What to produce:
Below is a set of records; restate each one word for word.
___ Exercise inputs ___
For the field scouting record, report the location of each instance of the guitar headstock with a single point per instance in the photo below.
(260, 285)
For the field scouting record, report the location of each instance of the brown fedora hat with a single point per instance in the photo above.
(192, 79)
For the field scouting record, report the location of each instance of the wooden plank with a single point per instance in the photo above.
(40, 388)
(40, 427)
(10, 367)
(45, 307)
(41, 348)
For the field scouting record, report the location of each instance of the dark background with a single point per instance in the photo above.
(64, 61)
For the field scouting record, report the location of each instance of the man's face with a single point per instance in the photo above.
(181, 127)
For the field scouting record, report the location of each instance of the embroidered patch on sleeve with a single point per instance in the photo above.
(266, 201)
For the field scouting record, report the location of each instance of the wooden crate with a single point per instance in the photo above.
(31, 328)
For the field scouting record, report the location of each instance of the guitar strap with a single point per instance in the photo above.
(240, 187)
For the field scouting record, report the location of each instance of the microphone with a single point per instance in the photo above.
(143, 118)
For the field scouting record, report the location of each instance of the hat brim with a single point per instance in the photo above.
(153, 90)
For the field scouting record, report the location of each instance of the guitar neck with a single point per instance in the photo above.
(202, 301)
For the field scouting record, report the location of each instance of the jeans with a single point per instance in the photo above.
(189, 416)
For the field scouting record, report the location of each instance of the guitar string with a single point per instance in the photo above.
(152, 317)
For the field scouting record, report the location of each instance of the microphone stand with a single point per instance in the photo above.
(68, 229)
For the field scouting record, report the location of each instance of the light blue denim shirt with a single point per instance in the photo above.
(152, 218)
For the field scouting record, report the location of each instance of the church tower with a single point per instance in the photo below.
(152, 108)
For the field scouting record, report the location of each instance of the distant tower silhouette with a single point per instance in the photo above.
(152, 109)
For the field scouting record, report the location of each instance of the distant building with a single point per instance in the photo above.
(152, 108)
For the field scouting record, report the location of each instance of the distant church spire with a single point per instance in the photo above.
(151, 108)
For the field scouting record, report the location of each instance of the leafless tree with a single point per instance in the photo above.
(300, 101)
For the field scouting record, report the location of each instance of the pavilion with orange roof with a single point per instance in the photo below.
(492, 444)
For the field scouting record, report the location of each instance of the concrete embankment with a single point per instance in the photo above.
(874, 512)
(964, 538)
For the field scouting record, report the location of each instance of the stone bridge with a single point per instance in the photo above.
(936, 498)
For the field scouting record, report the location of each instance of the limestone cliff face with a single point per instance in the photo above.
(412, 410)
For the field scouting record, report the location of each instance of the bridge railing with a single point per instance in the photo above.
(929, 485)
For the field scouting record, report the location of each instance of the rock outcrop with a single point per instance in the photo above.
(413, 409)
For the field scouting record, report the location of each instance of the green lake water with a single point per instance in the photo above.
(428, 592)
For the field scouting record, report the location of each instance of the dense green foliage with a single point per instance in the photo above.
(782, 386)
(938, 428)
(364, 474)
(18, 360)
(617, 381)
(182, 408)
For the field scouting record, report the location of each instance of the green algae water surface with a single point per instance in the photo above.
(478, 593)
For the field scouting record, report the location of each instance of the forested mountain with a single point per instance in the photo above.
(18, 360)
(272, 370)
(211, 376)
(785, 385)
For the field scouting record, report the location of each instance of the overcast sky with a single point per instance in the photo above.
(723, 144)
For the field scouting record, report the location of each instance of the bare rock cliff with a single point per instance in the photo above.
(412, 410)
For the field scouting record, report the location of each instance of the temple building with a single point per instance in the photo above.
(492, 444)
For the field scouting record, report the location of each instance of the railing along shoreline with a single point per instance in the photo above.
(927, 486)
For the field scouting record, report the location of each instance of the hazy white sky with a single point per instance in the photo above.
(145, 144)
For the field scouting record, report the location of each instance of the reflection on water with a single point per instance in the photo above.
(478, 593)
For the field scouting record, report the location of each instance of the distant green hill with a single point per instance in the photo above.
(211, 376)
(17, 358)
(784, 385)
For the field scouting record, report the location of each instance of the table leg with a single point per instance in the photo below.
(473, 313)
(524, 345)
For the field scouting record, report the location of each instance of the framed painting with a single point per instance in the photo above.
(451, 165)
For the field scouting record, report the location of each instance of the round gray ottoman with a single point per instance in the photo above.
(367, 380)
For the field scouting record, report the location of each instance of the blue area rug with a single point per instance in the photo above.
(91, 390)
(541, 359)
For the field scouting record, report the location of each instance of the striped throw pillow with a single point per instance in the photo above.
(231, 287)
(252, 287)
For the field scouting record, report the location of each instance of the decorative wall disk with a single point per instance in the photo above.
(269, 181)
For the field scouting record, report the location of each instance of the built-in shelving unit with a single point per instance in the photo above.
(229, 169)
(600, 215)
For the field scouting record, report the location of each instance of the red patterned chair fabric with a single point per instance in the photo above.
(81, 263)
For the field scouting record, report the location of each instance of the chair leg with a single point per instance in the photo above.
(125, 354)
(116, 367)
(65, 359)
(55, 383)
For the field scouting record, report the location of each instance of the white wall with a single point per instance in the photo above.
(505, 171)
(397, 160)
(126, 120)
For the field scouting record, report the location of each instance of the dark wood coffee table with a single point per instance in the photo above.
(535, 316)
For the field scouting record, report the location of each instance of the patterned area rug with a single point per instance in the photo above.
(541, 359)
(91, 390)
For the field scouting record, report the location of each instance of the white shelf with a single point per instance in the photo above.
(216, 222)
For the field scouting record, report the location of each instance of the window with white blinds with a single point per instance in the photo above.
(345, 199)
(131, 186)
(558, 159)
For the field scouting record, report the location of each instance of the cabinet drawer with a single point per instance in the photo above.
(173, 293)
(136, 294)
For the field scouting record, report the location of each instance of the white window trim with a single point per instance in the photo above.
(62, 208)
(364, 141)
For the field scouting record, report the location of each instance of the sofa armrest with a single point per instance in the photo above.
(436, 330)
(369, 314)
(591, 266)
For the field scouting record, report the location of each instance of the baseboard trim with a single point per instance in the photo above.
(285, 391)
___
The response:
For the field scouting record, report the location of each instance of the guitar headstock with a single point per instance in the photo below.
(260, 285)
For the field scouting record, report the location of each instance of the brown fedora hat with a single point per instance in the photo above.
(192, 79)
For the field scouting record, report the location of each instance of the wooden plank with a single point per instance in the photo above.
(40, 388)
(40, 427)
(10, 367)
(45, 307)
(41, 348)
For the field scouting record, report the location of each instance of the dark background with a single point per instance in the photo above.
(64, 61)
For the field scouting record, report the location of each instance of the man's face with a single point per instance in the photo above.
(181, 127)
For the field scouting record, report the location of each instance of the embroidered patch on sleeve with a single point per instance in the photo above.
(266, 201)
For the field scouting record, report the location of each instance of the wooden crate with a single point per instance in the photo above.
(31, 328)
For the field scouting record, report the location of each instance of the guitar strap with a single point per instance in the photo above.
(240, 187)
For the field scouting record, report the location of each instance of the microphone with a single point per instance in the photo above.
(143, 118)
For the field scouting record, report the location of each instance of the hat brim with a single point per instance in the photo above.
(153, 90)
For the field scouting record, report the location of each instance of the guitar neck with a single point per instance in the photo above.
(202, 301)
For the field scouting record, report the location of each instance of the jeans with a single point per instance in the photo above.
(189, 416)
For the field scouting record, report the location of each instance of the guitar string with a single point per instance in the photo above.
(152, 317)
For the field scouting record, report the location of each instance of the microphone stand with a single point per instance in the photo above.
(68, 229)
For the field scouting record, report the location of each instance of the light blue denim shirt with a single point per instance in the photo above.
(152, 218)
For the field scouting record, report the location of each instance of the church tower with a single point per instance in the photo below.
(152, 108)
For the field scouting record, report the location of each instance of the distant tower silhouette with a single point per instance in the photo above.
(152, 109)
For the field scouting record, report the location of each instance of the distant building with a single point per instance in the photo above.
(152, 108)
For the field scouting record, report the location of each instance of the distant church spire with a single point per instance in the photo above.
(151, 108)
For the field scouting record, report the location of each instance of the leafless tree with a single point per instance in the photo above.
(300, 101)
For the field scouting record, report the location of each instance of the pavilion with orange roof with a single point per instance in the photo below.
(492, 444)
For the field scouting record, report the location of each instance of the concrete embankment with a single point per instance in the photo above.
(874, 512)
(964, 538)
For the field scouting record, report the location of each instance of the stone bridge with a single point per instance in the photo above.
(936, 498)
For the field scouting record, report the location of each instance of the limestone cliff face with a single point per instance in the photo above.
(412, 410)
For the field scouting record, report the location of each instance of the bridge railing with a single point per instance in the photo above.
(929, 485)
For the field scouting record, report the location of each instance of the rock outcrop with a single point per instance in the photo above.
(413, 409)
For the field scouting record, report the location of each instance of the green lake water with a single point per instance in the photo above.
(428, 592)
For the field scouting record, report the location of each instance of the dense green foliage with a single point per instance in the photo above.
(782, 386)
(938, 428)
(364, 474)
(18, 360)
(617, 381)
(182, 408)
For the field scouting record, report the location of each instance of the green algae water surface with a single point per instance in the photo above.
(478, 593)
For the field scouting record, report the location of each instance of the forested mountain with a single point per instance in the photo above.
(18, 360)
(272, 370)
(211, 376)
(785, 385)
For the field scouting record, report the location of each instance of the overcast sky with a single point per instance in the photo above.
(723, 144)
For the field scouting record, report the location of each instance of the bare rock cliff with a single point per instance in the photo above.
(412, 410)
For the field scouting record, report the location of each instance of the temple building with a single point per instance in the photo above.
(492, 444)
For the field scouting record, report the location of each instance of the railing along shoreline with a single point per instance in the photo above.
(927, 486)
For the field scouting record, report the location of each instance of the hazy white sky with a single point per instance in the photo above.
(145, 144)
For the field scouting record, report the location of each instance of the reflection on water with a single point per instance in the photo above.
(478, 593)
For the field scouting record, report the location of each instance of the distant green hill with a single point per instance in the photo above.
(211, 376)
(17, 358)
(784, 385)
For the field scouting record, report the location of each instance of the table leg with a single point per instance in the photo below.
(473, 313)
(524, 345)
For the field scouting record, report the location of each instance of the framed painting with a single point per instance in the photo above.
(451, 165)
For the field scouting record, report the location of each instance of the round gray ottoman with a single point per instance in the photo above.
(367, 380)
For the field scouting record, report the location of each instance of the blue area rug with a single point per instance in the photo above.
(91, 390)
(541, 359)
For the field scouting record, report the location of each instance of the striped throw pillow with a single point per instance in the photo above.
(231, 287)
(252, 287)
For the field scouting record, report the location of each instance of the decorative wall disk with a single point per instance in the photo above.
(269, 181)
For the field scouting record, report the location of each instance of the built-in shelving unit with a single point per instance in the photo above.
(229, 169)
(600, 215)
For the field scouting record, report the location of each instance of the red patterned chair fabric with a single point per instance in the photo above.
(81, 263)
For the field scouting record, report the location of each instance of the chair leg with a single point per instance in the photo above.
(125, 354)
(116, 367)
(65, 359)
(55, 383)
For the field scouting record, report the location of each instance of the white wall with a single point per instance in the photo above.
(505, 171)
(397, 160)
(126, 120)
For the field scouting record, report the location of each instance of the dark wood coffee table with a single point per instance in the photo above.
(535, 316)
For the field scouting record, report the location of each instance of the patterned area rug with a single point per instance in the photo above.
(541, 359)
(91, 390)
For the field scouting record, report the location of each instance of the white shelf with a single point per instance in the photo above.
(216, 222)
For the field scouting record, report the location of each instance of the window with white blinds with a single point per instance in the photo above.
(345, 199)
(131, 186)
(558, 159)
For the field scouting record, report the location of each instance of the cabinet drawer with a single point per instance in the photo above.
(173, 293)
(136, 294)
For the field scouting record, report the location of each instance of the white window trim with a single point per instance in the photo above.
(62, 208)
(364, 141)
For the field scouting record, report the location of each instance of the sofa armrest with a single point per instance in the photo above.
(436, 330)
(369, 314)
(591, 266)
For the field scouting record, report the location of each instance of the baseboard trim with a single point per instance in the photo above.
(285, 391)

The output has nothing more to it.